Task instructions>
Find each line in the items below that contains the word "wheel", with case counting, and copy every such line.

Data rows>
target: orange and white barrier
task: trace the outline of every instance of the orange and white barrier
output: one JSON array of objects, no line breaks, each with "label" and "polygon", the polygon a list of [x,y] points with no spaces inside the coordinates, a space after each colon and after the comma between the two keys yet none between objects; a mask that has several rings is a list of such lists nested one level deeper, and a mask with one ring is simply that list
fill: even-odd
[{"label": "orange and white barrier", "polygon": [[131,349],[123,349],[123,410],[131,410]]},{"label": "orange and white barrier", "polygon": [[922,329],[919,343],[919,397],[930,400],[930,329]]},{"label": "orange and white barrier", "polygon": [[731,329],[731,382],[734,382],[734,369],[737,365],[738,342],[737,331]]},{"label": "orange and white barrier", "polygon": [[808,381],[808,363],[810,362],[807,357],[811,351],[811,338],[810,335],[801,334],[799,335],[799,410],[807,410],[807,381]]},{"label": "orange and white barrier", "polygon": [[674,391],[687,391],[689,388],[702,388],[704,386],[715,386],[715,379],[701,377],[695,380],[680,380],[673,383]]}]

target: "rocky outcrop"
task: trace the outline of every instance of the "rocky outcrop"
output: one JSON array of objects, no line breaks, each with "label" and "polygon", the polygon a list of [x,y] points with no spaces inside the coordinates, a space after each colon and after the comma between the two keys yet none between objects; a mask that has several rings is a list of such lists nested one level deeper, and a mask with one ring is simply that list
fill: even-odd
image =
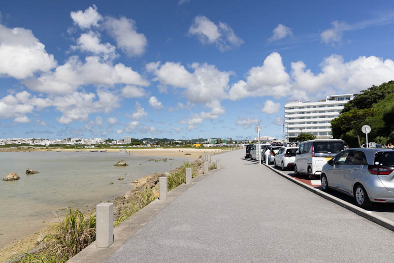
[{"label": "rocky outcrop", "polygon": [[114,164],[114,166],[127,166],[129,164],[126,164],[126,161],[124,160],[121,160],[119,161],[118,163]]},{"label": "rocky outcrop", "polygon": [[34,170],[32,170],[30,168],[28,168],[28,169],[26,170],[26,174],[34,174],[34,173],[38,173],[38,172],[34,171]]},{"label": "rocky outcrop", "polygon": [[18,174],[12,172],[5,176],[5,178],[3,178],[3,181],[14,181],[15,180],[19,180],[21,178],[19,177]]}]

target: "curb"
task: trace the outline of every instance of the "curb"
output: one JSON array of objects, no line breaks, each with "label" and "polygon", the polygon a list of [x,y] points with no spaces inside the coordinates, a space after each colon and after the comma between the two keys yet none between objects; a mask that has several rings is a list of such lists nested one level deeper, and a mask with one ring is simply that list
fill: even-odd
[{"label": "curb", "polygon": [[289,181],[291,181],[293,183],[295,183],[296,184],[298,185],[299,186],[301,186],[307,189],[311,192],[316,194],[316,195],[321,196],[321,197],[328,200],[329,201],[331,201],[331,202],[338,204],[338,205],[340,205],[342,207],[348,209],[349,211],[351,211],[356,214],[357,214],[359,216],[361,216],[364,218],[366,219],[368,219],[370,221],[372,221],[373,223],[377,224],[384,228],[386,228],[387,229],[391,230],[392,231],[394,231],[394,222],[392,221],[389,219],[382,217],[378,215],[376,215],[373,214],[372,212],[370,211],[367,211],[362,208],[359,207],[358,206],[356,206],[354,204],[352,204],[349,203],[345,201],[343,201],[339,199],[339,198],[336,197],[334,196],[331,196],[331,195],[329,195],[327,194],[322,191],[320,191],[319,189],[317,189],[315,188],[314,187],[312,187],[311,186],[309,186],[309,185],[307,185],[305,183],[303,183],[302,182],[299,181],[296,179],[294,179],[294,178],[292,177],[291,176],[289,176],[287,174],[285,174],[284,173],[282,173],[280,171],[276,170],[276,169],[273,168],[273,167],[266,165],[265,164],[263,164],[265,166],[269,168],[272,171],[276,172],[279,175],[286,178],[287,179],[289,180]]}]

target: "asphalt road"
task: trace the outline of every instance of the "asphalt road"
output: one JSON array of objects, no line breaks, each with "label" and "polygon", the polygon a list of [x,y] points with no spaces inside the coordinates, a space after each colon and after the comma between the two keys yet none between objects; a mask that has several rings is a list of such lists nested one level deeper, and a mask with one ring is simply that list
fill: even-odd
[{"label": "asphalt road", "polygon": [[[274,167],[273,165],[270,165],[270,166],[272,166],[272,167]],[[274,168],[288,175],[295,176],[294,172],[292,170],[285,170],[284,171],[283,171],[282,170],[282,169],[279,167]],[[307,176],[306,175],[301,174],[298,176],[298,177],[299,178],[307,179]],[[316,180],[320,180],[320,179],[319,176],[317,176]],[[321,187],[317,187],[317,188],[320,190],[322,189]],[[355,198],[352,197],[350,197],[349,196],[345,195],[342,193],[339,193],[333,190],[329,191],[328,194],[352,204],[357,205],[356,200],[355,200]],[[375,202],[374,203],[373,205],[369,209],[369,210],[373,212],[377,215],[394,222],[394,203],[382,203]]]},{"label": "asphalt road", "polygon": [[394,232],[246,160],[186,190],[107,262],[390,262]]}]

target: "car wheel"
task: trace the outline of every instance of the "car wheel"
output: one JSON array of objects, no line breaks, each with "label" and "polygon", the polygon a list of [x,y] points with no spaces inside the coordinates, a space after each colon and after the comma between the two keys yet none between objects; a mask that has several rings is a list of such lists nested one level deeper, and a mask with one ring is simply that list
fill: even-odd
[{"label": "car wheel", "polygon": [[322,183],[322,189],[324,192],[328,192],[329,187],[328,187],[328,181],[327,181],[327,177],[325,174],[322,175],[322,178],[320,179],[320,181]]},{"label": "car wheel", "polygon": [[299,175],[298,173],[298,170],[297,169],[297,165],[296,164],[294,164],[294,174],[297,176]]},{"label": "car wheel", "polygon": [[359,206],[364,209],[369,208],[372,206],[372,202],[369,200],[365,189],[362,185],[358,185],[356,187],[354,197],[356,198],[356,202],[357,203],[357,205]]},{"label": "car wheel", "polygon": [[312,168],[308,167],[308,178],[309,180],[315,180],[315,175],[312,173]]}]

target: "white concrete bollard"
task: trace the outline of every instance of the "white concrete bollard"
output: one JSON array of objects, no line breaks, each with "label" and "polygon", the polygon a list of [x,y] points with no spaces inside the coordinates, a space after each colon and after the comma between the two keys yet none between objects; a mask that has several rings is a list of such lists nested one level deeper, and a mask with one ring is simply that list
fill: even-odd
[{"label": "white concrete bollard", "polygon": [[96,206],[96,246],[109,247],[114,242],[114,204]]},{"label": "white concrete bollard", "polygon": [[186,184],[192,183],[192,168],[186,168]]},{"label": "white concrete bollard", "polygon": [[166,176],[159,178],[159,199],[167,200],[167,192],[168,192],[168,181]]},{"label": "white concrete bollard", "polygon": [[208,174],[208,162],[204,163],[204,174]]}]

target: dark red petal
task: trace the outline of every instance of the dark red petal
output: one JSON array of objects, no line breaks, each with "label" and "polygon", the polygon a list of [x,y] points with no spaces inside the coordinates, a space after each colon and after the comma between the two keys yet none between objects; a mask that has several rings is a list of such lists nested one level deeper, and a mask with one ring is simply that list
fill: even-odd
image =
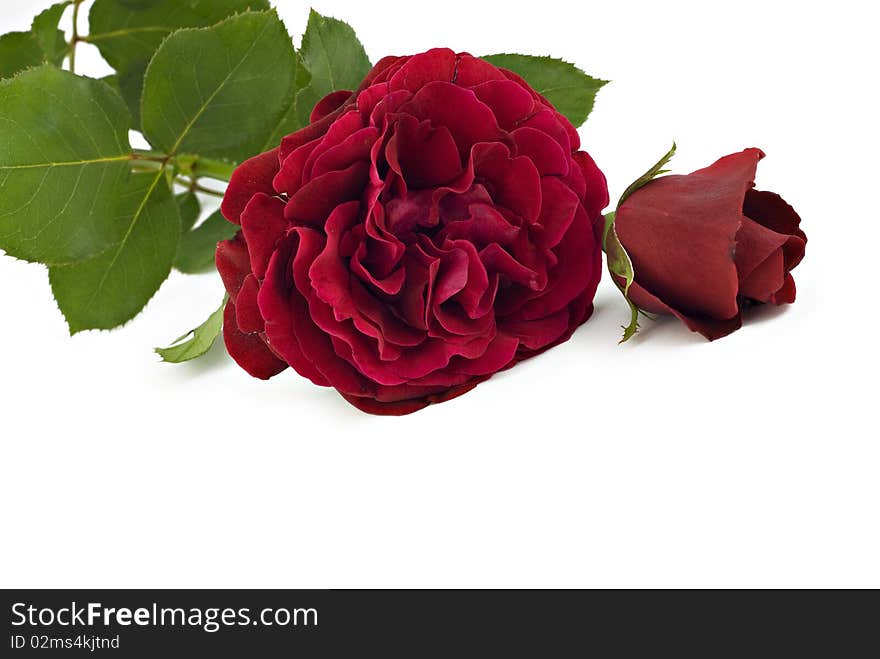
[{"label": "dark red petal", "polygon": [[489,181],[498,204],[529,224],[538,221],[541,176],[529,158],[511,158],[510,151],[503,144],[479,144],[474,148],[474,173]]},{"label": "dark red petal", "polygon": [[286,230],[284,201],[263,193],[254,195],[241,214],[241,231],[247,241],[251,270],[259,279],[266,276],[275,244]]},{"label": "dark red petal", "polygon": [[452,82],[456,55],[448,48],[434,48],[413,55],[388,81],[390,91],[407,89],[416,92],[435,80]]},{"label": "dark red petal", "polygon": [[791,304],[797,296],[797,289],[794,285],[794,278],[790,273],[785,273],[785,282],[773,297],[770,298],[771,304]]},{"label": "dark red petal", "polygon": [[251,273],[250,255],[240,231],[231,240],[223,240],[217,244],[214,262],[217,264],[217,272],[220,273],[226,292],[235,300],[245,277]]},{"label": "dark red petal", "polygon": [[410,398],[407,400],[387,403],[378,401],[375,398],[349,396],[348,394],[342,394],[342,397],[362,412],[368,414],[376,414],[379,416],[405,416],[407,414],[412,414],[413,412],[418,412],[419,410],[428,407],[428,405],[444,403],[453,398],[463,396],[485,380],[486,378],[474,378],[470,382],[452,387],[440,394],[430,394],[421,398]]},{"label": "dark red petal", "polygon": [[785,259],[783,247],[797,243],[790,251],[803,251],[803,241],[794,236],[784,236],[743,218],[742,227],[736,235],[736,268],[739,273],[740,295],[758,302],[767,302],[785,283]]},{"label": "dark red petal", "polygon": [[801,218],[794,208],[775,192],[763,190],[749,190],[746,192],[746,200],[743,204],[743,214],[776,233],[800,238],[803,245],[790,243],[785,254],[785,267],[792,270],[804,257],[804,246],[807,244],[807,234],[801,228]]},{"label": "dark red petal", "polygon": [[461,157],[445,126],[402,116],[385,147],[388,164],[411,188],[445,185],[461,173]]},{"label": "dark red petal", "polygon": [[253,275],[248,275],[238,292],[238,297],[235,298],[236,324],[245,334],[256,334],[265,329],[260,307],[257,305],[259,292],[260,282]]},{"label": "dark red petal", "polygon": [[[401,69],[400,73],[405,69]],[[474,144],[498,140],[503,136],[491,108],[471,90],[451,82],[429,82],[401,107],[401,111],[419,119],[428,119],[434,125],[446,126],[458,145],[462,159],[468,157]]]},{"label": "dark red petal", "polygon": [[[513,83],[508,83],[513,84]],[[510,136],[516,145],[516,155],[525,156],[535,163],[541,176],[566,176],[571,167],[571,156],[562,150],[559,142],[535,128],[518,128]]]},{"label": "dark red petal", "polygon": [[486,60],[474,57],[468,53],[458,56],[458,65],[455,68],[455,84],[462,87],[474,87],[492,80],[504,80],[507,78],[495,66]]},{"label": "dark red petal", "polygon": [[538,320],[505,320],[500,331],[519,340],[529,350],[540,350],[558,340],[569,329],[571,314],[562,309]]},{"label": "dark red petal", "polygon": [[291,195],[300,189],[303,184],[303,171],[306,163],[309,162],[312,152],[318,148],[320,143],[320,138],[306,142],[287,155],[281,163],[281,169],[278,170],[272,181],[272,186],[276,191]]},{"label": "dark red petal", "polygon": [[370,165],[356,162],[351,167],[312,179],[287,202],[284,217],[291,222],[323,226],[339,204],[360,197]]},{"label": "dark red petal", "polygon": [[742,313],[739,310],[732,318],[721,319],[698,314],[685,314],[666,305],[662,300],[642,288],[638,282],[633,282],[630,286],[629,298],[639,309],[649,313],[672,314],[682,321],[689,330],[702,334],[710,341],[723,338],[742,327]]},{"label": "dark red petal", "polygon": [[747,150],[688,176],[659,178],[623,203],[615,227],[643,288],[687,316],[739,313],[736,234],[762,156]]},{"label": "dark red petal", "polygon": [[526,320],[556,313],[584,290],[589,292],[590,298],[596,292],[602,272],[602,250],[582,207],[576,209],[574,220],[554,253],[559,264],[550,273],[544,294],[522,307],[520,313]]},{"label": "dark red petal", "polygon": [[[318,146],[312,150],[311,154],[309,154],[309,159],[303,166],[303,179],[308,181],[315,178],[317,174],[313,173],[312,170],[314,169],[317,159],[327,151],[343,144],[352,135],[356,134],[364,127],[364,118],[356,109],[348,109],[343,114],[339,115],[327,130],[327,133],[320,139]],[[362,152],[363,149],[359,149],[359,151]],[[369,149],[367,149],[367,153],[369,153]],[[366,156],[361,157],[365,158]],[[351,163],[349,162],[347,164]]]},{"label": "dark red petal", "polygon": [[315,104],[312,114],[309,116],[309,122],[314,123],[320,121],[328,114],[335,112],[351,98],[353,92],[347,89],[340,89],[336,92],[330,92]]},{"label": "dark red petal", "polygon": [[234,224],[241,224],[241,213],[251,197],[259,192],[275,194],[272,179],[278,173],[279,167],[278,149],[261,153],[236,167],[220,205],[223,217]]},{"label": "dark red petal", "polygon": [[326,387],[330,383],[303,354],[294,322],[296,319],[308,322],[309,318],[308,305],[294,286],[290,263],[294,249],[301,244],[302,235],[320,240],[317,232],[308,229],[298,229],[283,240],[269,262],[258,302],[260,313],[266,319],[266,339],[272,350],[283,357],[297,373]]},{"label": "dark red petal", "polygon": [[226,303],[223,311],[223,340],[229,356],[255,378],[268,380],[287,368],[260,338],[259,334],[244,334],[238,328],[235,304]]},{"label": "dark red petal", "polygon": [[556,247],[571,226],[580,201],[568,186],[552,176],[541,179],[541,199],[541,231],[536,242],[540,247]]},{"label": "dark red petal", "polygon": [[498,125],[504,130],[512,131],[518,122],[535,111],[534,97],[512,80],[492,80],[471,91],[492,108]]},{"label": "dark red petal", "polygon": [[370,151],[378,136],[379,131],[373,126],[352,133],[341,143],[323,151],[315,158],[311,171],[308,172],[309,178],[316,178],[333,170],[345,169],[359,160],[369,160]]},{"label": "dark red petal", "polygon": [[584,194],[584,209],[586,209],[590,220],[595,221],[608,206],[608,181],[589,153],[578,151],[573,157],[580,166],[587,184],[587,191]]}]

Solution to the exercise>
target: "car wheel"
task: trace the outline of every instance of the "car wheel"
[{"label": "car wheel", "polygon": [[322,183],[322,189],[324,192],[328,192],[329,187],[328,187],[328,181],[327,181],[327,177],[325,174],[322,175],[322,178],[320,179],[320,181]]},{"label": "car wheel", "polygon": [[299,175],[298,173],[298,170],[297,169],[297,165],[296,164],[294,164],[294,174],[297,176]]},{"label": "car wheel", "polygon": [[359,206],[364,209],[369,208],[372,206],[372,202],[369,200],[365,189],[362,185],[358,185],[356,187],[354,197],[356,198],[356,202],[357,203],[357,205]]},{"label": "car wheel", "polygon": [[312,168],[308,167],[308,178],[309,180],[315,180],[315,175],[312,173]]}]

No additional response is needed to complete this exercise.